Exercise goal: Report every line of the entries below that contains the word "white".

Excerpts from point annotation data
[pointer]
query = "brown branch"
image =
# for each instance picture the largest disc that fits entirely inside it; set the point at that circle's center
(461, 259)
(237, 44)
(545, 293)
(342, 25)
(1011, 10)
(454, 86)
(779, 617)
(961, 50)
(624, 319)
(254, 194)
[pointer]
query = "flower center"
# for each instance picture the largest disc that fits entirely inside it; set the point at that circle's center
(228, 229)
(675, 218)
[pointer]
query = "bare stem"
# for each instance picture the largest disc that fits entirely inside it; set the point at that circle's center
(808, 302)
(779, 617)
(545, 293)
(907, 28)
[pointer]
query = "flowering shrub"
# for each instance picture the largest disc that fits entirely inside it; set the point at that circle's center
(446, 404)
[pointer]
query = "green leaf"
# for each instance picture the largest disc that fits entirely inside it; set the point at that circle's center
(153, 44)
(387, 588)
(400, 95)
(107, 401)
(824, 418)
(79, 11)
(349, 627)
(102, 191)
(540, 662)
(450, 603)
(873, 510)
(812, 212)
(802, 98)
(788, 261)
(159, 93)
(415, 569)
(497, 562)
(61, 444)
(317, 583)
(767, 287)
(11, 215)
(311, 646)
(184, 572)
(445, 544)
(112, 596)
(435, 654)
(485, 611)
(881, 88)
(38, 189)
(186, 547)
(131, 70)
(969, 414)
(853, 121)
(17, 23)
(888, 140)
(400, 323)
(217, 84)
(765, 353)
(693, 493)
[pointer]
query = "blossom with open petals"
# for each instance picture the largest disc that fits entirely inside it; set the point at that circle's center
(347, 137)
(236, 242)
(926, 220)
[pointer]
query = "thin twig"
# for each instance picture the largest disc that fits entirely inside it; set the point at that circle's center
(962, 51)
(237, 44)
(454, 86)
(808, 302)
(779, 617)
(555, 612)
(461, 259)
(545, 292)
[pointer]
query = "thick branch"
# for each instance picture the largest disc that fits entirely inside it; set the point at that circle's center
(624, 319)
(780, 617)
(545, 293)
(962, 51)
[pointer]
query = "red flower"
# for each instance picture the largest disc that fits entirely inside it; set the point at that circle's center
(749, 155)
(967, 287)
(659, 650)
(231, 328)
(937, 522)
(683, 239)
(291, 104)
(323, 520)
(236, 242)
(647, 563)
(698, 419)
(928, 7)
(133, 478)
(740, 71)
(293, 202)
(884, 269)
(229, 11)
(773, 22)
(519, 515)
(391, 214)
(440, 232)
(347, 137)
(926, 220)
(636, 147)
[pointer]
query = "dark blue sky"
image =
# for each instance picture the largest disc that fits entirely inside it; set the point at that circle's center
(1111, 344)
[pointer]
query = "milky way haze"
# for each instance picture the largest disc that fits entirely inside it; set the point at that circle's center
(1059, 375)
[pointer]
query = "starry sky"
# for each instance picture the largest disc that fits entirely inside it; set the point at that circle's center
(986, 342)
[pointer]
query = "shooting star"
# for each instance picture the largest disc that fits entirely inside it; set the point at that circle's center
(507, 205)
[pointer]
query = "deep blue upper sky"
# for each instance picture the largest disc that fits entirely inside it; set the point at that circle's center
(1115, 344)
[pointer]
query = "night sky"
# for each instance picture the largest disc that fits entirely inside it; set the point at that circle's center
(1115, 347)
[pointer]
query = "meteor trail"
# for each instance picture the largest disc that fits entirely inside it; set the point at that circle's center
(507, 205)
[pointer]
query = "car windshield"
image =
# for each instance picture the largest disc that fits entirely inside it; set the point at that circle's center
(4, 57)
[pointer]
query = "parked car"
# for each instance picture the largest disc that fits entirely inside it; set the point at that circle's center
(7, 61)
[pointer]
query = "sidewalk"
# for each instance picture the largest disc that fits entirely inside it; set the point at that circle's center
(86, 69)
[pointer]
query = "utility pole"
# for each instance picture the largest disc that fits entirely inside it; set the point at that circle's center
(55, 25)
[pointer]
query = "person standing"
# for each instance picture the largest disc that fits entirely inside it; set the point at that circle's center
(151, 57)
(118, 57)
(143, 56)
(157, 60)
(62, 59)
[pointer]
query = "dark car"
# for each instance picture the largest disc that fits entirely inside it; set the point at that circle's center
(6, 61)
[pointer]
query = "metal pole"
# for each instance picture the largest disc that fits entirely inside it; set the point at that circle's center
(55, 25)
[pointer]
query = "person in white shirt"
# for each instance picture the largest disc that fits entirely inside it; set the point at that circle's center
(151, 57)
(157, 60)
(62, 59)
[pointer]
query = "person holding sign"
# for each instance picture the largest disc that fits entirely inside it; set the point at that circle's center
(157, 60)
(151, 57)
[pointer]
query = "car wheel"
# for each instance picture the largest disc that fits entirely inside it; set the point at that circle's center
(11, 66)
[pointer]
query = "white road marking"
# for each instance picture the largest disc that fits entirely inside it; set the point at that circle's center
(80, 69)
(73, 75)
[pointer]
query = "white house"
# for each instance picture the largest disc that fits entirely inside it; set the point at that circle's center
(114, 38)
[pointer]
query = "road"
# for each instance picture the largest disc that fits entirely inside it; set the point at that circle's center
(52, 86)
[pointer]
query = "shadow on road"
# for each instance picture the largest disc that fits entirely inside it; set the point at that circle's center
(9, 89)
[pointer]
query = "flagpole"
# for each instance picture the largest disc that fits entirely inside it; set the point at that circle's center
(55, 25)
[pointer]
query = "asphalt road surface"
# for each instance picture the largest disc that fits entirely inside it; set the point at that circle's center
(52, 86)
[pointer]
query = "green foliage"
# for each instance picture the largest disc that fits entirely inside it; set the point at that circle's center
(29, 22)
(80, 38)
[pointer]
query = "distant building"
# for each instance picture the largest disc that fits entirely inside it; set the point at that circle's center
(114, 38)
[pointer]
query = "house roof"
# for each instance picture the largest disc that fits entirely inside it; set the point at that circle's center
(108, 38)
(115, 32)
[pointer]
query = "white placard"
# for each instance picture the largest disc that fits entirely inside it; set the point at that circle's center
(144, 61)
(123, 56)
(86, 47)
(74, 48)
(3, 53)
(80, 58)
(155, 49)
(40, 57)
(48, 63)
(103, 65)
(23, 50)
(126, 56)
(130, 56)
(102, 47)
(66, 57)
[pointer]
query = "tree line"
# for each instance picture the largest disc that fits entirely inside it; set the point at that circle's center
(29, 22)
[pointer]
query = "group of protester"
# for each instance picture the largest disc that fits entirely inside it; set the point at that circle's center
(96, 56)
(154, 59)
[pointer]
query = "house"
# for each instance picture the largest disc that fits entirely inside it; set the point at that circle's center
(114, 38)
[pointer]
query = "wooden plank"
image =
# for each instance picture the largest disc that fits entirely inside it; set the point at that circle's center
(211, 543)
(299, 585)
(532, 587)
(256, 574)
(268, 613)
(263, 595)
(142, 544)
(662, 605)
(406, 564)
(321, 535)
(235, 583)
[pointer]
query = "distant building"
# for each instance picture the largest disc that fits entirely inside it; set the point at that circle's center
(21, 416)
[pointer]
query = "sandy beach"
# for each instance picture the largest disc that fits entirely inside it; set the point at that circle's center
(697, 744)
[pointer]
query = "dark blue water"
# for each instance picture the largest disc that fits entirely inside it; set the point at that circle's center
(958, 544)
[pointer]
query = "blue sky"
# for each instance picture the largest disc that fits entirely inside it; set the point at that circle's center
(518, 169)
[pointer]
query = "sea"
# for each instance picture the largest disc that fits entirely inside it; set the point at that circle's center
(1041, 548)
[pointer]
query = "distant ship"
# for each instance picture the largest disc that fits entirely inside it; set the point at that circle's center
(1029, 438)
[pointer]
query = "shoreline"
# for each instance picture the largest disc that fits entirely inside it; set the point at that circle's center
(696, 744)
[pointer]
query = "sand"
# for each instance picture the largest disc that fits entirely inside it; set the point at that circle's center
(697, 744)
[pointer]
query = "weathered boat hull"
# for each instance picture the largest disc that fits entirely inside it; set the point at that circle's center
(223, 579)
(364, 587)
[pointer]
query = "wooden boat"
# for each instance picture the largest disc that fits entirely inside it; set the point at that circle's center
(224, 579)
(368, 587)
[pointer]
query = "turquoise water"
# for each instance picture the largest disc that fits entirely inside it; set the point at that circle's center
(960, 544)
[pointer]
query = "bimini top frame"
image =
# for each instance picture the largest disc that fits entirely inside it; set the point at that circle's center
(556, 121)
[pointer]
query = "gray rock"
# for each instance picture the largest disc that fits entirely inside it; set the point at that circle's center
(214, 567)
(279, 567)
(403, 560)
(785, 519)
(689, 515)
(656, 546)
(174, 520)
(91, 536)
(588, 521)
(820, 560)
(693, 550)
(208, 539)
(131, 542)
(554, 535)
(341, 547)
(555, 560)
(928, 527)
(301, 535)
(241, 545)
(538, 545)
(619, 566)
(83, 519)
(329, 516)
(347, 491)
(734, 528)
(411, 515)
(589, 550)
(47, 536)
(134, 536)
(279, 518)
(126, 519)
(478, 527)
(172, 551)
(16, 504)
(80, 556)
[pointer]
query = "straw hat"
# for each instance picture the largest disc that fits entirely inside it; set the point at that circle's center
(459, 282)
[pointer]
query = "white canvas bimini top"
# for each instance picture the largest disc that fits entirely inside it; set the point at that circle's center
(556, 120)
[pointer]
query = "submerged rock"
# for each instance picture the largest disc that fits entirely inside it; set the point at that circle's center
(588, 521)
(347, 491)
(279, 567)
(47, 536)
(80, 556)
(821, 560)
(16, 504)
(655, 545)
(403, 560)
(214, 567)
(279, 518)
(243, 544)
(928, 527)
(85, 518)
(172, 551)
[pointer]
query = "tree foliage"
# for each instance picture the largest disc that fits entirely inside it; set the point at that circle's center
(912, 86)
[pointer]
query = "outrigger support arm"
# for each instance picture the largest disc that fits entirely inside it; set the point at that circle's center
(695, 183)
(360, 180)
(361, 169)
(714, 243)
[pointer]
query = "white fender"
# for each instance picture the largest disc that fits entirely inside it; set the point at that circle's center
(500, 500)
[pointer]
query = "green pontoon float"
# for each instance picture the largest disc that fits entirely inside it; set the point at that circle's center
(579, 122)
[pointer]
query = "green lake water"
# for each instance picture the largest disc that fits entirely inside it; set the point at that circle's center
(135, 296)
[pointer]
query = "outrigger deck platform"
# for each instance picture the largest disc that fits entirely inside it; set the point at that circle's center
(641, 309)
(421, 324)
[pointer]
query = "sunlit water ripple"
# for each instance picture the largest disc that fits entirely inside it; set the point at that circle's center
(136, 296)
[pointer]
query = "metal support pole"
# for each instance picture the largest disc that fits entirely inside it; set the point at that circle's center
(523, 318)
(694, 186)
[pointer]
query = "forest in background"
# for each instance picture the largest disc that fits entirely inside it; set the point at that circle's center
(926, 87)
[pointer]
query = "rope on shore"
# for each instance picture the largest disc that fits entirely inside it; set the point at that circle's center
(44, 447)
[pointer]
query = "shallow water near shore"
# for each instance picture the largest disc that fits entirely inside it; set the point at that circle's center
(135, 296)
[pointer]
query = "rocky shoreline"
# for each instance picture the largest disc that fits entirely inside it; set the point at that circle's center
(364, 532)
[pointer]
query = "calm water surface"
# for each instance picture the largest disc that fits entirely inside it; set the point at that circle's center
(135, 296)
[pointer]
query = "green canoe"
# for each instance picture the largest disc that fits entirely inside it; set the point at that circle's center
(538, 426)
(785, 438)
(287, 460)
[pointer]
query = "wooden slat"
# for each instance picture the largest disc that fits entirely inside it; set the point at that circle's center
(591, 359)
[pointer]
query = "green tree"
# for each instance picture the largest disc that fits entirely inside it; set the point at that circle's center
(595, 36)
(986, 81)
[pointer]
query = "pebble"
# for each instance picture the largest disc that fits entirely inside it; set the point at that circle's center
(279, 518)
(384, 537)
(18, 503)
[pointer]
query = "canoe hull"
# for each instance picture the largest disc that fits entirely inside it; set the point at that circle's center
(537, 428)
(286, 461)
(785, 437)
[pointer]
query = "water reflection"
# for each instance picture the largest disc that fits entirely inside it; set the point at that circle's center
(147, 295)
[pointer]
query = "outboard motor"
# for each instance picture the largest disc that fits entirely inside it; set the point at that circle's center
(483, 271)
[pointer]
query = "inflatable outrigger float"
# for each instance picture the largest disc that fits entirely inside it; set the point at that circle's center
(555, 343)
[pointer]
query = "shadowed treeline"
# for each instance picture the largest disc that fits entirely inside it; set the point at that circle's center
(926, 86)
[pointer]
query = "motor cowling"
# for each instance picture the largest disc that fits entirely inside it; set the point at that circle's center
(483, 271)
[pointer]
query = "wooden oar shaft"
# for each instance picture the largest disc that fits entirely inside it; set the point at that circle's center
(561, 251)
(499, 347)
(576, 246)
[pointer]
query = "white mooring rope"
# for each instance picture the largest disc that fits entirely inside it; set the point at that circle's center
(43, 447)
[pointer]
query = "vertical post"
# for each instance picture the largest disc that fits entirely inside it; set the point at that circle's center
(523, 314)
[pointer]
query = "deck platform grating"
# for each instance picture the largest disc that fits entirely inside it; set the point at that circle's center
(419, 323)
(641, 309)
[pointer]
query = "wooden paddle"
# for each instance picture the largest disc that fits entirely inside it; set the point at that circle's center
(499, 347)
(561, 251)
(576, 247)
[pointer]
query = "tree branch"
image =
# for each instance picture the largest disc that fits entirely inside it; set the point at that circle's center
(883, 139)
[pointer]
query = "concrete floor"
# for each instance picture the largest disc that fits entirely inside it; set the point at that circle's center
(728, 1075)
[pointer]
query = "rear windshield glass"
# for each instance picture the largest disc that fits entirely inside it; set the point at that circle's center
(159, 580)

Answer to this task:
query = "person in white shirt"
query = "white road marking"
query = "white house"
query = "white placard"
query = "white canvas bimini top"
query = "white fender"
query = "white mooring rope"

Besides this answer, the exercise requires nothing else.